====== Document excerpt

# Vital Gear switch replacement tutorial.



## lightknot (Sep 18, 2011)

*Vital Gear switch replacement tutorials.*

Vital Gear Switch Replacement Tutorials

For the vast majority of enthusiasts, the *aftermarket switch option* will be the go - to method. We have switch upgrade kits available.

*Original switch option* (Written by lightknot for replacement of a stock Vital Gear switch with another stock switch.)
This swap is very easy. Only one tool is needed, a pair of round nose pliers or snap ring pliers. A pair of snap ring pliers was used for this tutorial. (A big screwdriver or even a paper clip will work.)
Unscrew tailcap/ switch assemby.
Use snap ring pliers to remove brass retaining ring from inside the tailcap.
Push on outside end of rubber boot and the switch will pop out.
Reverse the procedure to install new switch. 
Notice that the switch is sunken down below the threads of the tailcap:
Install the retaining ring manually. Make sure that the switch is seated properly in the boot and the brass ring before tightening. The circuit board of the switch must make contact with the brass ring. This is necessary to properly complete the electrical path. This step is not difficult, the switch will seat naturally and look like the picture below.
Then tighten with the snap ring pliers. Do not over tighten.
Screw the tailcap assembly back onto the body tube, assemble the head, and test.
*

Aftermarket switch option:* (Written by nein166, reposted with permission, and edited by lightknot on 04/11/20. For replacement of the stock VG switch with an aftermarket 10mm reverse clicky switch. 
1. Take the new aftermarket switch and bend the tabs out straight and _very quickly _ solder a short spring on to the bottom metal plate of the switch..
2. Next, using a Dremel or other rotary tool, enlarge the hole that the rubber boot fits in. The clicky is slightly fatter than the original micro-switch. Once the light is together the grind is not visible.
3. Insert the boot, it should still be really tight.
4. Press the clicky in there, it's going to be really tight.
5. Screw in the brass ring and screw on the tail cap to the body. Don't try clicking it with out the light together since the clicky could pop apart. Maybe some glue along the tabs would keep this from happening. But as long as the batteries are in it should be fine.
More info will become available as testing progresses. Comments welcome.

Edit by Lightknot: By far the hardest part of this conversion is soldering the spring to the switch without melting the switch. *Soldering skills are required*!


----------



## lightknot (Dec 7, 2011)

Tutorial updated.
And again on 4/11/20. Please pay attention to the dates of the posts and revisions.
Please feel free to PM with any questions.

============
====== Extracted data

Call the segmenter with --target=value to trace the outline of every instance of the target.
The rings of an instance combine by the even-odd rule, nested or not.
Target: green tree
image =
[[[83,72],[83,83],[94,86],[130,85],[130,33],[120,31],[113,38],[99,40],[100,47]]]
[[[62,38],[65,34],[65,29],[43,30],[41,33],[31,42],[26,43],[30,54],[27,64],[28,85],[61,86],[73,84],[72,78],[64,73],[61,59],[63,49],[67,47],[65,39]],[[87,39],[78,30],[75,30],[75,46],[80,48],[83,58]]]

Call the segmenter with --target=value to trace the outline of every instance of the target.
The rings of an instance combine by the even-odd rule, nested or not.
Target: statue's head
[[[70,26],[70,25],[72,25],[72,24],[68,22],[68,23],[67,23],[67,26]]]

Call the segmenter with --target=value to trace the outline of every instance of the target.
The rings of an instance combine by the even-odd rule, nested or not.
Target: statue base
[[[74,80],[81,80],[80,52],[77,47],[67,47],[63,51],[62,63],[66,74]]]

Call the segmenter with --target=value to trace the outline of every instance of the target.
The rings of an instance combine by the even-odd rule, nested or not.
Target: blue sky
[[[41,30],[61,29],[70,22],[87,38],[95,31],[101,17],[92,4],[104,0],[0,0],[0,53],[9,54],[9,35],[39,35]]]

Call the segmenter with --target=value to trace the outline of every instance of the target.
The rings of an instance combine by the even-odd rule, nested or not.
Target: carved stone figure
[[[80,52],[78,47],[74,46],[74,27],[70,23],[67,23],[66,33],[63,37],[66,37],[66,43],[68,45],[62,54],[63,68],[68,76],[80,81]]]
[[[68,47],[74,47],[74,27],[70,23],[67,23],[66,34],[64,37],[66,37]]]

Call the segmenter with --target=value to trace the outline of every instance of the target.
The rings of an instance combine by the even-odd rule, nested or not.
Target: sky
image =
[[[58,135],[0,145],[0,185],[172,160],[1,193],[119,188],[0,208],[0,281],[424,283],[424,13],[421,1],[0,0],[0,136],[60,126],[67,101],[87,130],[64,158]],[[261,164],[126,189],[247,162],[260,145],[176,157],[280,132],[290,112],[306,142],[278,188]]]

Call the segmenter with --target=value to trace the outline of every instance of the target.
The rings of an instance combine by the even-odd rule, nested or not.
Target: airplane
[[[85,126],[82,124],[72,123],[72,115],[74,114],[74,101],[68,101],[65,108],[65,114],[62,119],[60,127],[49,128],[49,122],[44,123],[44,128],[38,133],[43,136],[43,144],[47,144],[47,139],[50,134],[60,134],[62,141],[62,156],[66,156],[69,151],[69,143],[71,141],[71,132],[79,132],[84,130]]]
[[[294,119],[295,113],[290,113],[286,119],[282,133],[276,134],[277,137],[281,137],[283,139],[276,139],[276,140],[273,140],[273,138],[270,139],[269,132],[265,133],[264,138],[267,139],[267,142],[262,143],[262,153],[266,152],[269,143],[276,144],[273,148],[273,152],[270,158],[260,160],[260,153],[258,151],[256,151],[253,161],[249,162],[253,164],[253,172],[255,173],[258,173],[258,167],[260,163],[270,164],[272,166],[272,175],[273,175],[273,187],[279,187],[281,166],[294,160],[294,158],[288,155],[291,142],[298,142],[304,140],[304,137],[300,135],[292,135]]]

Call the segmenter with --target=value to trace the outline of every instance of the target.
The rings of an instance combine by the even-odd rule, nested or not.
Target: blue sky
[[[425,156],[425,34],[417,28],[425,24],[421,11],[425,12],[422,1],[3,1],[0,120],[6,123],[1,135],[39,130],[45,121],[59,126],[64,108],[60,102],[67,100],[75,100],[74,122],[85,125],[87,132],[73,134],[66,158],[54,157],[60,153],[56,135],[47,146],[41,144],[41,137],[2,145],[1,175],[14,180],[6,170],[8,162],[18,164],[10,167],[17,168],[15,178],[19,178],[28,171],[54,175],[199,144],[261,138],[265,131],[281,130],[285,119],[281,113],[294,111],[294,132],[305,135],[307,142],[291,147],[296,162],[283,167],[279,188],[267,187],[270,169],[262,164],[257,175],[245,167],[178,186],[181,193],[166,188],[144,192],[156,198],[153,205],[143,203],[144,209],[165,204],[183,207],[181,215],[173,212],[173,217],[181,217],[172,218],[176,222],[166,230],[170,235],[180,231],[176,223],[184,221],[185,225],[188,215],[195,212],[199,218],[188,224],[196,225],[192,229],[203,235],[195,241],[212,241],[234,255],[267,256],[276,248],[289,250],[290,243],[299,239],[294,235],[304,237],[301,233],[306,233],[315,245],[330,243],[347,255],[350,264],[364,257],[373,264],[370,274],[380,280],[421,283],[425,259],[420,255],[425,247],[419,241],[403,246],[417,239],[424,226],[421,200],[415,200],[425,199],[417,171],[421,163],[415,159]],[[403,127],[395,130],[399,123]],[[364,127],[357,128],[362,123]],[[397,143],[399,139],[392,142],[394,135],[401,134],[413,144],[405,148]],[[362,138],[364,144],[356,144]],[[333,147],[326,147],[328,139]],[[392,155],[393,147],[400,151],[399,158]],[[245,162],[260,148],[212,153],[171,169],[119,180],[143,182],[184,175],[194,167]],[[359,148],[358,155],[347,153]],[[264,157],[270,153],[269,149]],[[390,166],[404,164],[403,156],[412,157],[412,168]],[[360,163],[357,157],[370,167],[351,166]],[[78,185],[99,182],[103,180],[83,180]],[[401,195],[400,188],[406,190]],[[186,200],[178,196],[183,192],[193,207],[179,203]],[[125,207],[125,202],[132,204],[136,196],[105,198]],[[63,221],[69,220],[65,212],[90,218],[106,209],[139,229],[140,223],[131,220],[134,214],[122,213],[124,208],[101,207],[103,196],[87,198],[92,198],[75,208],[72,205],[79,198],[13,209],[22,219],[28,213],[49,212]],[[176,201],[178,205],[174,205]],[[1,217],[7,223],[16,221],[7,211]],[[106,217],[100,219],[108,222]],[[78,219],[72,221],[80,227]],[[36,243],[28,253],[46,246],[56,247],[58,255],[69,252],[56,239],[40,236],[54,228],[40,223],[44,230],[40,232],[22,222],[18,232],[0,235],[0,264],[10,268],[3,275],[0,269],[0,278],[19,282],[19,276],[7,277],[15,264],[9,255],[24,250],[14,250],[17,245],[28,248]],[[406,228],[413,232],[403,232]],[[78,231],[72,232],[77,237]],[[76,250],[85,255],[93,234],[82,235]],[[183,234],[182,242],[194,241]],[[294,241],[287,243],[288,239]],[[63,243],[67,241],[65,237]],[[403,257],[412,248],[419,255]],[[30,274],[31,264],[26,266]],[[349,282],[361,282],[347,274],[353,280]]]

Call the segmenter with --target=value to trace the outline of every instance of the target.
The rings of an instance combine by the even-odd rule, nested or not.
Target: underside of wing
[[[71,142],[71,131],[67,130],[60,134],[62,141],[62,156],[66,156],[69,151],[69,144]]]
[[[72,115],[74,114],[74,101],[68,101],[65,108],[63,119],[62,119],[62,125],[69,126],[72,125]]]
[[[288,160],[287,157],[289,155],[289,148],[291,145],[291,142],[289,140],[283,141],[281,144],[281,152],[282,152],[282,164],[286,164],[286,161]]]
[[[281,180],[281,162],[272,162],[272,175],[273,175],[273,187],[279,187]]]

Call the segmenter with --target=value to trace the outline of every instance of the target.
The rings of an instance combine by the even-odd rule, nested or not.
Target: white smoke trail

============

Set of tasks:
A) From the part of the switch replacement thread on the original switch option, list every tool or object the text says can be used for that swap.
B) Answer these questions from the switch replacement thread, one line each:
(i) Who first wrote the steps for the aftermarket switch option?
(ii) What kind of switch replaces the stock one in the aftermarket option?
(iii) What does the thread call the hardest part of the conversion?
C) Return the stretch of the switch replacement thread from "For the vast" through "install new switch.", copied word for word.

The results:
A)
- Round nose pliers
- Snap ring pliers
- A big screwdriver
- A paper clip

B)
(i) nein166
(ii) An aftermarket 10mm reverse clicky switch
(iii) Soldering the spring to the switch without melting the switch

C)
For the vast majority of enthusiasts, the *aftermarket switch option* will be the go - to method. We have switch upgrade kits available.

*Original switch option* (Written by lightknot for replacement of a stock Vital Gear switch with another stock switch.)
This swap is very easy. Only one tool is needed, a pair of round nose pliers or snap ring pliers. A pair of snap ring pliers was used for this tutorial. (A big screwdriver or even a paper clip will work.)
Unscrew tailcap/ switch assemby.
Use snap ring pliers to remove brass retaining ring from inside the tailcap.
Push on outside end of rubber boot and the switch will pop out.
Reverse the procedure to install new switch.